▸ TASK OBJECTIVE:
Return every line of the material below unchanged.

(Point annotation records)
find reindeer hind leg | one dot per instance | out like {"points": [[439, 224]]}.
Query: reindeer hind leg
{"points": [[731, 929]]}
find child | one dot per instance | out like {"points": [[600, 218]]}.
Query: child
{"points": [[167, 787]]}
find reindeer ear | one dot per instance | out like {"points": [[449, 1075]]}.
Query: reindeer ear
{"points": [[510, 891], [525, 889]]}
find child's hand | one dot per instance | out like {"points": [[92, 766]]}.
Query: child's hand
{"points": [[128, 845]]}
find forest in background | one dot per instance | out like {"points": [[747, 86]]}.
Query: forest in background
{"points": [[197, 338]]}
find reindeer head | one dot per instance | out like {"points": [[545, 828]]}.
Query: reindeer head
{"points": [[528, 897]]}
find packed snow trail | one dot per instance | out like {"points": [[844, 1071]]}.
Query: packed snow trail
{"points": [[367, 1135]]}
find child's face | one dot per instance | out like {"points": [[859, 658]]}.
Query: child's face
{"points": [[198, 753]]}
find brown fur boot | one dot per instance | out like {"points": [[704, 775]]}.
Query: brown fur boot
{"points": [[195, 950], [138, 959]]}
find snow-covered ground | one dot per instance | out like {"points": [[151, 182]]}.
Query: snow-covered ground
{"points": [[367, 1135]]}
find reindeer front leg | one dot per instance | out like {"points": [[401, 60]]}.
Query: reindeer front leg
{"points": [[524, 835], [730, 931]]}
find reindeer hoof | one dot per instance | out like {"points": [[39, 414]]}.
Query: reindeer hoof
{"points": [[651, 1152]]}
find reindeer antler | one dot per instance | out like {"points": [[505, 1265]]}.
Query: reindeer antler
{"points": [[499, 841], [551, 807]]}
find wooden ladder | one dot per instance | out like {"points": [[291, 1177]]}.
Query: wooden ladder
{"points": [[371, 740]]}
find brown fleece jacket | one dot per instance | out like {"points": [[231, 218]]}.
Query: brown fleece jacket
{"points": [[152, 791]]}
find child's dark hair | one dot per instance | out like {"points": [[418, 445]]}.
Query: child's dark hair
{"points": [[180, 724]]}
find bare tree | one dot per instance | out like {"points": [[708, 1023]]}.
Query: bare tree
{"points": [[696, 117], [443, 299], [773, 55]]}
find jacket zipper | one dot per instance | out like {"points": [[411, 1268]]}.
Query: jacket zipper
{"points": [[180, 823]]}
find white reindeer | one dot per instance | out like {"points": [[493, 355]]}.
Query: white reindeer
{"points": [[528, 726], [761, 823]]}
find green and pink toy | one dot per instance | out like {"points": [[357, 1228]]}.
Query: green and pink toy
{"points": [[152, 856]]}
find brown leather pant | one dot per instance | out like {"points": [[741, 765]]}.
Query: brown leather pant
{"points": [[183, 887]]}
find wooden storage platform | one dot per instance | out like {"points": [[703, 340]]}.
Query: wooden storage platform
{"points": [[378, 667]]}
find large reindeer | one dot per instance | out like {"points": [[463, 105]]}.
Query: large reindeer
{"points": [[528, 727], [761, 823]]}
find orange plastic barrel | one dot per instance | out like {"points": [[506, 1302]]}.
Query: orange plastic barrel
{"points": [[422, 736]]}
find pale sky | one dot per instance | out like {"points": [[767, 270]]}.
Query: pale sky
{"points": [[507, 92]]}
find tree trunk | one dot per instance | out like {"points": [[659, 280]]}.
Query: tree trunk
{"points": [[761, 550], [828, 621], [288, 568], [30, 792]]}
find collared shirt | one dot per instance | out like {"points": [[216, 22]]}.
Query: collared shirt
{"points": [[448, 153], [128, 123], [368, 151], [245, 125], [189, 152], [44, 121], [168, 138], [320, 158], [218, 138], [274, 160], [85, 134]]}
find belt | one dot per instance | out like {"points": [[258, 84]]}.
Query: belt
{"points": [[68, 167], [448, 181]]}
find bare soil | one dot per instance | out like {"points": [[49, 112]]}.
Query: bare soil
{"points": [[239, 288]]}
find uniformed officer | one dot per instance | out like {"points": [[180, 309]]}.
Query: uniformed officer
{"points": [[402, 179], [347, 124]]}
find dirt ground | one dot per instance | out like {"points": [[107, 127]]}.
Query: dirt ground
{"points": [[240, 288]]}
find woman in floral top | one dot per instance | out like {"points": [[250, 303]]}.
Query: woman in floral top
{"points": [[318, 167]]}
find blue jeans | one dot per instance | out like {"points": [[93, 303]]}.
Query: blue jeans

▸ ANSWER TO THIS PROBLEM:
find reindeer hind leg | one dot per instance | out like {"points": [[439, 224]]}.
Query: reindeer hind leg
{"points": [[731, 929]]}
find child | one dot per instance | out like {"points": [[600, 218]]}.
Query: child
{"points": [[167, 787]]}
find reindeer ear | one dot per instance | out like {"points": [[449, 1075]]}.
Query: reindeer ear
{"points": [[510, 891], [525, 889]]}
find child's hand | one dot per instance | out like {"points": [[92, 766]]}.
Query: child's hand
{"points": [[128, 845]]}
find forest in background | one dot per instance | out like {"points": [[747, 86]]}.
Query: forest in background
{"points": [[197, 338]]}
find reindeer head | one dot per instance | out like {"points": [[545, 828]]}.
Query: reindeer head
{"points": [[528, 897]]}
find packed snow trail | one dot per instance | out like {"points": [[844, 1071]]}.
Query: packed snow trail
{"points": [[367, 1135]]}
find child's face | one dot per instance | out like {"points": [[859, 658]]}.
Query: child's face
{"points": [[198, 753]]}
find brown fur boot | one dot per instance | out like {"points": [[704, 775]]}.
Query: brown fur boot
{"points": [[195, 950], [138, 959]]}
find snow-covered ground | one dot per instance | out like {"points": [[151, 182]]}.
Query: snow-covered ground
{"points": [[367, 1135]]}
find reindeer front leg | one dot per instance | out like {"points": [[401, 60]]}.
Query: reindeer front leg
{"points": [[524, 835], [730, 931]]}
find reindeer hoof | one dot per instance | out like {"points": [[39, 414]]}.
Query: reindeer hoof
{"points": [[651, 1152]]}
find reindeer antler | one dot per instance | out like {"points": [[505, 1265]]}.
Query: reindeer antler
{"points": [[499, 841], [551, 807]]}
find wooden ladder | one dot per instance | out like {"points": [[291, 1177]]}.
Query: wooden ladder
{"points": [[371, 740]]}
find brown fleece jacket | one dot per instance | out like {"points": [[231, 218]]}.
Query: brown fleece jacket
{"points": [[152, 791]]}
find child's dark hair | one dot per instance | out like {"points": [[418, 445]]}.
Query: child's dark hair
{"points": [[180, 724]]}
find bare tree | one dot per instance | out like {"points": [[708, 1023]]}.
Query: bare tree
{"points": [[696, 117], [443, 299], [773, 55]]}
find jacket zipper | one dot per instance | out like {"points": [[411, 1268]]}.
Query: jacket zipper
{"points": [[180, 823]]}
find white reindeer | one dot per instance | out like {"points": [[493, 355]]}.
Query: white reindeer
{"points": [[528, 726], [761, 823]]}
find green and pink toy | one dot per instance | out like {"points": [[357, 1228]]}.
Query: green and pink toy
{"points": [[152, 856]]}
find brown leather pant | one dot per instance | out like {"points": [[741, 765]]}.
Query: brown leather pant
{"points": [[183, 887]]}
find wooden storage platform | one dot per instance | out like {"points": [[703, 340]]}.
Query: wooden storage platform
{"points": [[378, 667]]}
find large reindeer | one dot per instance | out like {"points": [[463, 105]]}.
Query: large reindeer
{"points": [[528, 727], [761, 823]]}
find orange plastic barrel | one dot per instance | out like {"points": [[506, 1302]]}.
Query: orange plastic barrel
{"points": [[422, 736]]}
find pale sky | one dot per instance | out like {"points": [[767, 270]]}.
Query: pale sky
{"points": [[507, 92]]}
find tree trunk | one dot per instance | out like {"points": [[659, 280]]}.
Query: tree trunk
{"points": [[761, 550], [828, 621], [288, 568], [30, 792]]}
find collared shirt | one dot per instance | out like {"points": [[216, 22]]}.
Query: collared shirt
{"points": [[448, 153], [128, 123], [368, 151], [245, 125], [189, 152], [44, 121], [168, 138], [320, 158], [218, 138], [274, 160], [85, 134]]}
find belt | one dot per instance | out like {"points": [[258, 84]]}.
Query: belt
{"points": [[68, 167], [448, 181]]}
find bare soil | one dot per instance | out like {"points": [[49, 112]]}.
Query: bare soil
{"points": [[239, 288]]}
find uniformed officer | one dot per instance | out like {"points": [[180, 309]]}.
Query: uniformed officer
{"points": [[402, 179], [347, 124]]}
find dirt ground | one dot per instance | out like {"points": [[107, 127]]}.
Query: dirt ground
{"points": [[240, 288]]}
find woman in floral top | one dot per instance | out like {"points": [[250, 303]]}.
Query: woman in floral top
{"points": [[318, 167]]}
find blue jeans | one dot per instance | out like {"points": [[93, 303]]}.
Query: blue jeans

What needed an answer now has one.